*Requirements*
Edit the records from their beginning through the line containing "96L236 107L249 94L249" by changing each "yellow flower blossom" to "yellow blossom" and keeping everything else the same. Give only that part, and leave out the pictures.

*Material shown*
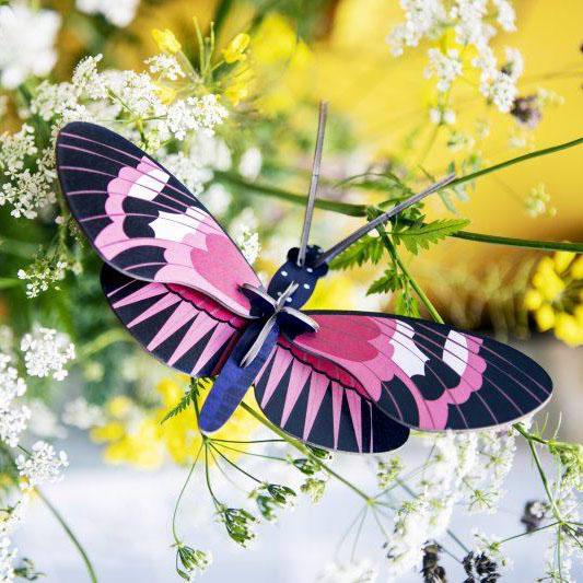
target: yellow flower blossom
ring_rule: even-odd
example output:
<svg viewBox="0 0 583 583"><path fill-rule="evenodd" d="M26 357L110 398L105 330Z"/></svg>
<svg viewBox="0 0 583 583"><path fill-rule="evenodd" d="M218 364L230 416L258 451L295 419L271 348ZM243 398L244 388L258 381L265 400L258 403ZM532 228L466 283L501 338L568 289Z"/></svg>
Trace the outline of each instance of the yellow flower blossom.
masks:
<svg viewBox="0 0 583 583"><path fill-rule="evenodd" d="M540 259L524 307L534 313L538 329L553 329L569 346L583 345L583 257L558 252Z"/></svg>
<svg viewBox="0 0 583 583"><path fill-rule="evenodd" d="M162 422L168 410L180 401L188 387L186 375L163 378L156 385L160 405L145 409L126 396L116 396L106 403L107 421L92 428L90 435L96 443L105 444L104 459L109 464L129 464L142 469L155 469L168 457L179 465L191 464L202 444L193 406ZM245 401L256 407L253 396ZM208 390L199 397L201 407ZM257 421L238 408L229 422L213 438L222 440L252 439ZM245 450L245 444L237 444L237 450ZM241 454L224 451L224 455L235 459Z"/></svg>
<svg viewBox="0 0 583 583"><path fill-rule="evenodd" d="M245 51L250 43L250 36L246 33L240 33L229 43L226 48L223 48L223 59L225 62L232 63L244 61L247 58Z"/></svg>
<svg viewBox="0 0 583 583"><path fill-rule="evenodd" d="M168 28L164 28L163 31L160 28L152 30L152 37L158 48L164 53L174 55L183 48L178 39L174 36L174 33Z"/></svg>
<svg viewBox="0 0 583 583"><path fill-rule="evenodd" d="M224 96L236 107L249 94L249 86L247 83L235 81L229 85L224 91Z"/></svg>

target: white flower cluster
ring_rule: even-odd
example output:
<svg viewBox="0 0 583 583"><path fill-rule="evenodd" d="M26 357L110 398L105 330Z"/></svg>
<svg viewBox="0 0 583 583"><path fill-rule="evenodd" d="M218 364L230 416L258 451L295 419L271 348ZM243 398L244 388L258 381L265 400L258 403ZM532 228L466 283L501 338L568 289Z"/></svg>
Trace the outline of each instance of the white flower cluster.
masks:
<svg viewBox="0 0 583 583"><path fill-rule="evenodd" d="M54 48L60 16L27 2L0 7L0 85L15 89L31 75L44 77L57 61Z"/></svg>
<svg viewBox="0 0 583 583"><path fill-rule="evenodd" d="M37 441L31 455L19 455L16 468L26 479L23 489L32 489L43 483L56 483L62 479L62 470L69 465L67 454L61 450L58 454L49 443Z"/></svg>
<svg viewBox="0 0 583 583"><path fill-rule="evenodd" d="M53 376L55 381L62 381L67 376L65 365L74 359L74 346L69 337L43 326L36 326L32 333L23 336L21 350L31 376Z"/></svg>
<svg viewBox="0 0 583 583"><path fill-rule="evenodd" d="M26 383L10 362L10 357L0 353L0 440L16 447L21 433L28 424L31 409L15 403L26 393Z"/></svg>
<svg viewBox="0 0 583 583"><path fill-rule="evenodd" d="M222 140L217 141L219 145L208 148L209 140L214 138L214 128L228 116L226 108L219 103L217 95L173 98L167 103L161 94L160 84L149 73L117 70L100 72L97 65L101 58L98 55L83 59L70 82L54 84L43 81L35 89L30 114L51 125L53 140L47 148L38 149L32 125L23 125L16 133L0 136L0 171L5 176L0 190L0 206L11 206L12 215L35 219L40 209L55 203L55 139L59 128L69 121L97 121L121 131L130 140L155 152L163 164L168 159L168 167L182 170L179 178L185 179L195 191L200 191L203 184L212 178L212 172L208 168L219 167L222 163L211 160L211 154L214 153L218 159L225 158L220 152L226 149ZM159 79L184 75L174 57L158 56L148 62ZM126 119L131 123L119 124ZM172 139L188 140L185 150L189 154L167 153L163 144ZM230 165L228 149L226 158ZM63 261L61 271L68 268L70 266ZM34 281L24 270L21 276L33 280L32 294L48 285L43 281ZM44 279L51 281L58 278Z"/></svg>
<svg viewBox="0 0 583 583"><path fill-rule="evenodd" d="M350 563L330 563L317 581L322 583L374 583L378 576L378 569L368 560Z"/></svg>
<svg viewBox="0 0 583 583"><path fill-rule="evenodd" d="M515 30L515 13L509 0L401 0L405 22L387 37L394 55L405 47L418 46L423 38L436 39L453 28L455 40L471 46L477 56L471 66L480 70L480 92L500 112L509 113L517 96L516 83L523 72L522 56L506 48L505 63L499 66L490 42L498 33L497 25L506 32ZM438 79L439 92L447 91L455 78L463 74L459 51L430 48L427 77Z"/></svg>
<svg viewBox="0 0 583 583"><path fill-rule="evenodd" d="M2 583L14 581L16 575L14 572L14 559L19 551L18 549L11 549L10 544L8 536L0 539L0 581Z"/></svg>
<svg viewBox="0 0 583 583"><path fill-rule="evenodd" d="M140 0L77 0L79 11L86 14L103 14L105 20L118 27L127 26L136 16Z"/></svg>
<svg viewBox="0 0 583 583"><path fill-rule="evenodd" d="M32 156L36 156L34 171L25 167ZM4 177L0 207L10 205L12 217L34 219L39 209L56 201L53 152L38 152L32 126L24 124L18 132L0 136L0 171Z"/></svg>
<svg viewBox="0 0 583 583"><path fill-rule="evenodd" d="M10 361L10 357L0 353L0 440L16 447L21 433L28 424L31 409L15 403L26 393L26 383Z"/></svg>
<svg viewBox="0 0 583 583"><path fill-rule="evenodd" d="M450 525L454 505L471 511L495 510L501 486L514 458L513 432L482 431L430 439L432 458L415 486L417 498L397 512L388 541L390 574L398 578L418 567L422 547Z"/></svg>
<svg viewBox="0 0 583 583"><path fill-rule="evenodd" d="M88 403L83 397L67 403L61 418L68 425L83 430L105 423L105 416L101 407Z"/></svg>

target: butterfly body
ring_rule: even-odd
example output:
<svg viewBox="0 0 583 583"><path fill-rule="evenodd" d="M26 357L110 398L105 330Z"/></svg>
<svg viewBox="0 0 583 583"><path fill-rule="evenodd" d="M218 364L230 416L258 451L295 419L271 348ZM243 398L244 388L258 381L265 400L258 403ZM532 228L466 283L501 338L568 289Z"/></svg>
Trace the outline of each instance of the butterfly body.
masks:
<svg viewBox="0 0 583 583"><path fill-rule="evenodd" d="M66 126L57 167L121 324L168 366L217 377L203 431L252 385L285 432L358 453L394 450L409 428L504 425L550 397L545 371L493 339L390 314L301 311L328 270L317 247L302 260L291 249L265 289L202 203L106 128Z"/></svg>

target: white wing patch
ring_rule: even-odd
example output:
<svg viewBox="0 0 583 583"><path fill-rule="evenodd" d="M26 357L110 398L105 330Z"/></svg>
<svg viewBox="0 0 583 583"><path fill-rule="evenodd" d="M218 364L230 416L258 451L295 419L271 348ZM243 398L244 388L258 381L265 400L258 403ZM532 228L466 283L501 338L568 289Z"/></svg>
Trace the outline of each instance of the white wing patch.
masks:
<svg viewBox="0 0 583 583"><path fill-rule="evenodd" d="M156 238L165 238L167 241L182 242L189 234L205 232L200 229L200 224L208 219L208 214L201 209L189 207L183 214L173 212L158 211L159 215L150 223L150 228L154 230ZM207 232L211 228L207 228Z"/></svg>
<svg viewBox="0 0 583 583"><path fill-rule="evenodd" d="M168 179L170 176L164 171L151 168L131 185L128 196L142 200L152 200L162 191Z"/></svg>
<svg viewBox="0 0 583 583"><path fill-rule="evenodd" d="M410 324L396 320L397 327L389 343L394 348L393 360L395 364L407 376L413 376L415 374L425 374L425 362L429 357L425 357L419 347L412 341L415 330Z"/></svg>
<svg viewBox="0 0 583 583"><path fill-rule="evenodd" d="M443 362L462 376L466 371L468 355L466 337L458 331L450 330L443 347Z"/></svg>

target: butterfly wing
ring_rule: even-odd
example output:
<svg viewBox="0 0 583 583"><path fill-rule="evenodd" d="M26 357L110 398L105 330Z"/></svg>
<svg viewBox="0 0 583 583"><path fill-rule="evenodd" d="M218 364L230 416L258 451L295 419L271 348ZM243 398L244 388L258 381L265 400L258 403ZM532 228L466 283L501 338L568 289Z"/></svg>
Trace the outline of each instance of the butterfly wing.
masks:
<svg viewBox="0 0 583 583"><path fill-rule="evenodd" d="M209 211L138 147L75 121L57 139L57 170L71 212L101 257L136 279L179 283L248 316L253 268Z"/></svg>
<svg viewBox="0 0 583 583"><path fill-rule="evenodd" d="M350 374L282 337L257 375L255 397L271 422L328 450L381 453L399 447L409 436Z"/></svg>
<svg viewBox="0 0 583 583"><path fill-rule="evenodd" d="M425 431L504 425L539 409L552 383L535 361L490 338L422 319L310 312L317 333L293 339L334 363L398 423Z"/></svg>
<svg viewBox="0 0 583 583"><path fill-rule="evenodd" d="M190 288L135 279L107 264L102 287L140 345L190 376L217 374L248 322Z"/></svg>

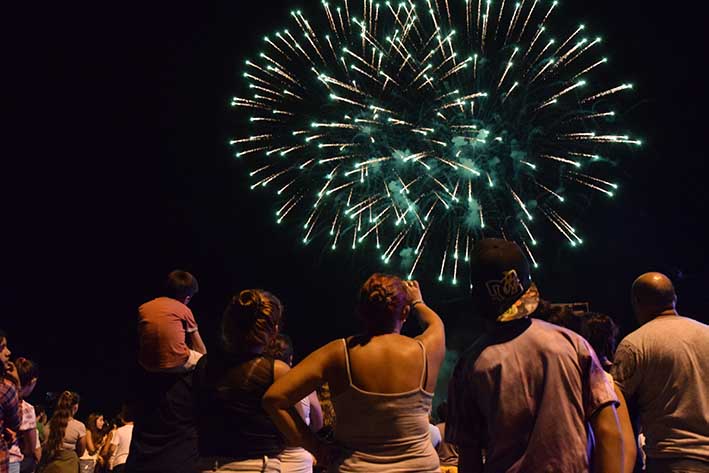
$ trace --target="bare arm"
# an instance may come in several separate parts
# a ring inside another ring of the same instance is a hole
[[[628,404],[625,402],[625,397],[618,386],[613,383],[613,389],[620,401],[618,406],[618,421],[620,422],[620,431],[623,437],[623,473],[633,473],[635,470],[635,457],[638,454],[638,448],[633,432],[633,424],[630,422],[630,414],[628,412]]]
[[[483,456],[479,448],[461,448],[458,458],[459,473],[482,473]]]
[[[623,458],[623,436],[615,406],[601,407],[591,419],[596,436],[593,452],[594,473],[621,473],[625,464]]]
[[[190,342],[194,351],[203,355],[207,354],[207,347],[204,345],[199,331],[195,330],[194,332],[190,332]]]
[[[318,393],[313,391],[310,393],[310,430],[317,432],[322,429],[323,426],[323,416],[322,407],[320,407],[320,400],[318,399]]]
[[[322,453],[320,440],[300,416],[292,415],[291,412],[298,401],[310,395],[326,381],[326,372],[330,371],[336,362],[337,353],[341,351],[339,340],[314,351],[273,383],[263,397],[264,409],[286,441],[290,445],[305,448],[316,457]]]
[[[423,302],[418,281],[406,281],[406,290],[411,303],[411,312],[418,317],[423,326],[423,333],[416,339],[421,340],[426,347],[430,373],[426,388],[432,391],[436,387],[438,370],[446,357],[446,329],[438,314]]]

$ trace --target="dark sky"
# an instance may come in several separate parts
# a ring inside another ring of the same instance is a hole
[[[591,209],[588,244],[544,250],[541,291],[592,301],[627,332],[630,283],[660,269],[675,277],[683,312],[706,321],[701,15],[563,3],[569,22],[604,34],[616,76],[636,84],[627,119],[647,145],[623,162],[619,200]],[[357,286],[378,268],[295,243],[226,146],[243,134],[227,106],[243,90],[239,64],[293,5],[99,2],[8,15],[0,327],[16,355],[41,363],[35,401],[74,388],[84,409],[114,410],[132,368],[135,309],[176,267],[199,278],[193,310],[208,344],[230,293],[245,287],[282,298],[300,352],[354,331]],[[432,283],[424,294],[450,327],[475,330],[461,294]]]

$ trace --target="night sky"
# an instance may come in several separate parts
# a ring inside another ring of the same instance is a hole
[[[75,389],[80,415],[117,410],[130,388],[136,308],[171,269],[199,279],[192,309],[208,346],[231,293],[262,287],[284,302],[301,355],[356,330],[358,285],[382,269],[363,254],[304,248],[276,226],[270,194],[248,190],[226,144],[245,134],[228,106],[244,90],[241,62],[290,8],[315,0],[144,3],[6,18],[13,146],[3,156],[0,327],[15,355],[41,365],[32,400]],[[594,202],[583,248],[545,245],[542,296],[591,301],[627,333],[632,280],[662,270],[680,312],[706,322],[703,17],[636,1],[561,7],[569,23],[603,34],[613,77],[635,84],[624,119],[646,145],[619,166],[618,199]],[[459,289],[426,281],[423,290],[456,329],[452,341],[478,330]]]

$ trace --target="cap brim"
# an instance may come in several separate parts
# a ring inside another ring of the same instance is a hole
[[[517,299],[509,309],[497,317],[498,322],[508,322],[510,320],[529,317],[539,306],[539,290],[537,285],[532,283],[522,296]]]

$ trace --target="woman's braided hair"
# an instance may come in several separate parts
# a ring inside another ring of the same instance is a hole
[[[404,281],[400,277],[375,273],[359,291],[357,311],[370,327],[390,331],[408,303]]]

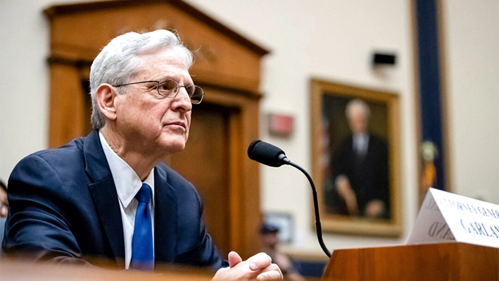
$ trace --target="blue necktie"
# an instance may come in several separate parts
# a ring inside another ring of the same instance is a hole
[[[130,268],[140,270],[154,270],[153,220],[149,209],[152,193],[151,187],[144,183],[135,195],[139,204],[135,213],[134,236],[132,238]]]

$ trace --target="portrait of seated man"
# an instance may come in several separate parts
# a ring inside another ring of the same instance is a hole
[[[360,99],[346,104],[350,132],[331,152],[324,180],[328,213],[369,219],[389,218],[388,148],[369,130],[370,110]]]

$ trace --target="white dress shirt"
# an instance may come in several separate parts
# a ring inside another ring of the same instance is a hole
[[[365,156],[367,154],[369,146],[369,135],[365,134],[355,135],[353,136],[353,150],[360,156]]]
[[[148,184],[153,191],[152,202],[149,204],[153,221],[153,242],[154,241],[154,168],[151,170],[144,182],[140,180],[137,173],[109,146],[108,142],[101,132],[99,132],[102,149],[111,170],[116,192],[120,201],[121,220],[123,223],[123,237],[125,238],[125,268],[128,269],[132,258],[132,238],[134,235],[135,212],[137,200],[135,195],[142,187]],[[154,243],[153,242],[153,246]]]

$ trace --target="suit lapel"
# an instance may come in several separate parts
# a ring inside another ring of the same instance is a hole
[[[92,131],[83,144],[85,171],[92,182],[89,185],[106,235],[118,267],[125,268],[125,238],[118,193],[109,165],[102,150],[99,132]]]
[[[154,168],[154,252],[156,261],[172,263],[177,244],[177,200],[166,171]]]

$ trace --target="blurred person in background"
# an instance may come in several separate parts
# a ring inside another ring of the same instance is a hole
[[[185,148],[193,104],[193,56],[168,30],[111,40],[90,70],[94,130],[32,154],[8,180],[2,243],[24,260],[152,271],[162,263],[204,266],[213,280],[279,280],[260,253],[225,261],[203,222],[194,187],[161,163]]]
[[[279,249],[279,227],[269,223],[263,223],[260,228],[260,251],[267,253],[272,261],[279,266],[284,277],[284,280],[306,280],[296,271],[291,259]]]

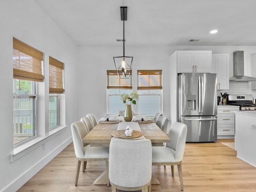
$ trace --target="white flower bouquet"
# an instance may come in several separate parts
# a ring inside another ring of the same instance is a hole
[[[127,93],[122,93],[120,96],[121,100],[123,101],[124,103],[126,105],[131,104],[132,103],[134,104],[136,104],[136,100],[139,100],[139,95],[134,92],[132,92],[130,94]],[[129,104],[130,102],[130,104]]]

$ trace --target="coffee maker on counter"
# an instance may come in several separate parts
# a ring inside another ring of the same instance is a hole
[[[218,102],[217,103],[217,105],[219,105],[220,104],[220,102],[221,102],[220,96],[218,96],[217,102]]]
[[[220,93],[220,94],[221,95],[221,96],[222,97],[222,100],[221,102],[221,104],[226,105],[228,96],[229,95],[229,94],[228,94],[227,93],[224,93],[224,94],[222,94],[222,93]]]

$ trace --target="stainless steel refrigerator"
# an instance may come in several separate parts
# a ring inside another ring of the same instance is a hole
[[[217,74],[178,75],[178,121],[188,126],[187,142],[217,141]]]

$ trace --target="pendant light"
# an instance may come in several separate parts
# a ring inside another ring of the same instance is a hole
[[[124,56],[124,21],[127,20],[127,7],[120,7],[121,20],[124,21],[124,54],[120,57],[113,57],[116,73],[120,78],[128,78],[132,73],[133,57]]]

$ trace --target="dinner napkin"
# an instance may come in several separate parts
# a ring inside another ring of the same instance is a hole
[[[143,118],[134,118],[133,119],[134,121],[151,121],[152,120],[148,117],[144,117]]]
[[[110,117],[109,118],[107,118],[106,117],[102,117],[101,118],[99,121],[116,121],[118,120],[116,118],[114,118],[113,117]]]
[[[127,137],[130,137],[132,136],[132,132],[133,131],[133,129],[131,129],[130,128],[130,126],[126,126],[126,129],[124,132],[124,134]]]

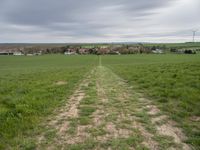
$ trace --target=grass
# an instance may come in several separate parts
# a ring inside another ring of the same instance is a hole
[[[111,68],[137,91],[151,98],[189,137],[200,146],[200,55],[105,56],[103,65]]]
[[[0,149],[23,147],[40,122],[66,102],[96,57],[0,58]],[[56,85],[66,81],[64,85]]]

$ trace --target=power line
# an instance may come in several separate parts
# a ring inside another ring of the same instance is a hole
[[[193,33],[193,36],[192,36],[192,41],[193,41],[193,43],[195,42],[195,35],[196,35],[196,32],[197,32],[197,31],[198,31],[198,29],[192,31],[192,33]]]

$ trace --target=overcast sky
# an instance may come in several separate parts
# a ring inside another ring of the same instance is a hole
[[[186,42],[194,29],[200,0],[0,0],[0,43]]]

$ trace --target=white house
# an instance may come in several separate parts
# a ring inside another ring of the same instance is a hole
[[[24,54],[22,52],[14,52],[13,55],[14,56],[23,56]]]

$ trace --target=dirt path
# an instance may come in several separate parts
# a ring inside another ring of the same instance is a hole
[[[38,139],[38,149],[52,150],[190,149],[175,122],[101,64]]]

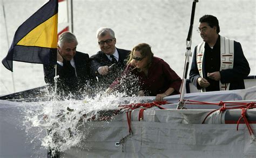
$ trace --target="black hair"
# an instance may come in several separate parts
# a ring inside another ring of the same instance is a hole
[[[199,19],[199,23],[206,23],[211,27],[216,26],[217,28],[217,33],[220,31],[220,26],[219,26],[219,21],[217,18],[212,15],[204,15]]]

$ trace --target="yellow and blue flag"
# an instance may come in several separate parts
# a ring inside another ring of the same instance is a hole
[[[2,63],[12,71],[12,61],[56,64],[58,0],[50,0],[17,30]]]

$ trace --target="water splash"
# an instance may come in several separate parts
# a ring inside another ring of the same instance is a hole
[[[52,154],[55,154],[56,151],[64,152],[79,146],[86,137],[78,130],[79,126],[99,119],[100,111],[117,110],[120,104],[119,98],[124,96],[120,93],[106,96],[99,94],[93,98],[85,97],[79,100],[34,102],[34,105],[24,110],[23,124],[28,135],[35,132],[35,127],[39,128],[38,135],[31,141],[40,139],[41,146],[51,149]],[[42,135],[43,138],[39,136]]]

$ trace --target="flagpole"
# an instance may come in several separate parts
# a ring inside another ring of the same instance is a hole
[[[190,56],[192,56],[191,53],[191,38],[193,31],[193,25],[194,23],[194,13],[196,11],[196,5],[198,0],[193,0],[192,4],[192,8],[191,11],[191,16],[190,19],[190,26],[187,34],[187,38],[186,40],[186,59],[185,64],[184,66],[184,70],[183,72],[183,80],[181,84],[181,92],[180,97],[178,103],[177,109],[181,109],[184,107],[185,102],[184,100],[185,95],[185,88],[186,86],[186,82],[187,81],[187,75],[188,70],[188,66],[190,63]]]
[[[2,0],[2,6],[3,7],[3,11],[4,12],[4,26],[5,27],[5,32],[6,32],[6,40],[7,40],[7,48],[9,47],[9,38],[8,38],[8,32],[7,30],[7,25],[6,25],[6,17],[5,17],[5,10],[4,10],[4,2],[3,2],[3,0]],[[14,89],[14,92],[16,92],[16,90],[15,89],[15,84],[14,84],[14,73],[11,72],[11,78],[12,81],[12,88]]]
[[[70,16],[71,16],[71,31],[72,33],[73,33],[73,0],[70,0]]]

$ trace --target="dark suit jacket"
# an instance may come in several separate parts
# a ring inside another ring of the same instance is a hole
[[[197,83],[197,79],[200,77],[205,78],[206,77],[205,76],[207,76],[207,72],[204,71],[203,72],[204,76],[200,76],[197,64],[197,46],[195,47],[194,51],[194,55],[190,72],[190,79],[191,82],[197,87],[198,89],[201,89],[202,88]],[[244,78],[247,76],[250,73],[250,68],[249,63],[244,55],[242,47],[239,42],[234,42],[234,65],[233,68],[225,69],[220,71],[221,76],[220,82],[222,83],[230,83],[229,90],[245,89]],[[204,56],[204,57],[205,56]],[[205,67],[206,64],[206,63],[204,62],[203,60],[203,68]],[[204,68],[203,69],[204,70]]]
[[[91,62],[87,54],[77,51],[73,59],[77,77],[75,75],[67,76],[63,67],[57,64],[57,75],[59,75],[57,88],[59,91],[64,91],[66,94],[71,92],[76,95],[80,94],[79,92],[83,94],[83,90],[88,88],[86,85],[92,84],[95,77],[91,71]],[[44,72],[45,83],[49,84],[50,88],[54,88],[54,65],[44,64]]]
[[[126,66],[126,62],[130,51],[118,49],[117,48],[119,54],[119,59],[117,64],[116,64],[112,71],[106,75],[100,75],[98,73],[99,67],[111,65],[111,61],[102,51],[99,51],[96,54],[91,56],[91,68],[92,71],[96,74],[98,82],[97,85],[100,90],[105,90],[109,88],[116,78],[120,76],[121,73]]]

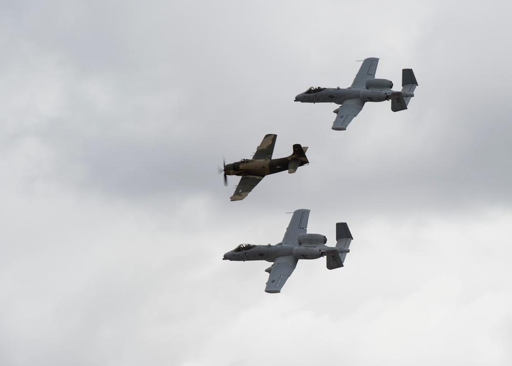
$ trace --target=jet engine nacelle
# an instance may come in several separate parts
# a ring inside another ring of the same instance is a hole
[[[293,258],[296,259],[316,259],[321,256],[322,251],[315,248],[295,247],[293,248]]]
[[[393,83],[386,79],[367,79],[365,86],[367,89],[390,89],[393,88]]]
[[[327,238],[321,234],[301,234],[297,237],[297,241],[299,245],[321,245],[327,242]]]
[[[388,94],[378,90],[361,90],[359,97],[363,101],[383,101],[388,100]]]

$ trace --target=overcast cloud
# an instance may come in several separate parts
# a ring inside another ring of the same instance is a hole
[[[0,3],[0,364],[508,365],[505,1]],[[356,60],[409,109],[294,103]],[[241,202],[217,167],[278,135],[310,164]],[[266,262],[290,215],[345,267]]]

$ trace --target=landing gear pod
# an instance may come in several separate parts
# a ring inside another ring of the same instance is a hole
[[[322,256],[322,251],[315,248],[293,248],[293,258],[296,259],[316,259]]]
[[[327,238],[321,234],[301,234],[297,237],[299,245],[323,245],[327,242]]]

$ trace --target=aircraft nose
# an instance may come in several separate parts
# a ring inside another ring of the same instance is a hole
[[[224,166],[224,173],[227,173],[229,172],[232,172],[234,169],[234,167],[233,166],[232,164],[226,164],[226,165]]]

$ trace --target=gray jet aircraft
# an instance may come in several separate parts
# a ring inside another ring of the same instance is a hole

*Output for this task*
target: yellow blossom
ring_rule: even-odd
example output:
<svg viewBox="0 0 583 583"><path fill-rule="evenodd" d="M26 357L110 398L105 330Z"/></svg>
<svg viewBox="0 0 583 583"><path fill-rule="evenodd" d="M218 364L230 416L258 451L295 419L271 348ZM243 398L244 388L258 381L265 400L258 403ZM532 228L466 283L501 338L568 289Z"/></svg>
Trace the outline of each instance of the yellow blossom.
masks:
<svg viewBox="0 0 583 583"><path fill-rule="evenodd" d="M540 259L524 307L534 313L538 329L553 329L569 346L583 345L583 257L558 252Z"/></svg>
<svg viewBox="0 0 583 583"><path fill-rule="evenodd" d="M162 422L168 410L180 401L188 387L186 375L163 378L156 385L160 405L145 409L126 396L116 396L106 403L107 421L92 428L90 435L96 443L105 444L104 459L109 464L129 464L142 469L155 469L168 457L179 465L191 464L202 444L193 406ZM245 401L256 407L253 396ZM208 390L199 397L201 407ZM257 421L238 408L229 422L213 438L222 440L252 439ZM245 450L245 444L237 444L237 450ZM241 454L224 451L224 455L235 459Z"/></svg>
<svg viewBox="0 0 583 583"><path fill-rule="evenodd" d="M245 51L250 43L250 36L246 33L240 33L229 43L226 48L223 48L223 59L225 62L232 63L244 61L247 58Z"/></svg>
<svg viewBox="0 0 583 583"><path fill-rule="evenodd" d="M168 28L164 28L163 31L160 28L152 30L152 37L158 48L164 53L174 55L183 48L178 39L174 36L174 33Z"/></svg>
<svg viewBox="0 0 583 583"><path fill-rule="evenodd" d="M224 96L236 107L249 94L249 86L247 83L235 81L229 85L224 91Z"/></svg>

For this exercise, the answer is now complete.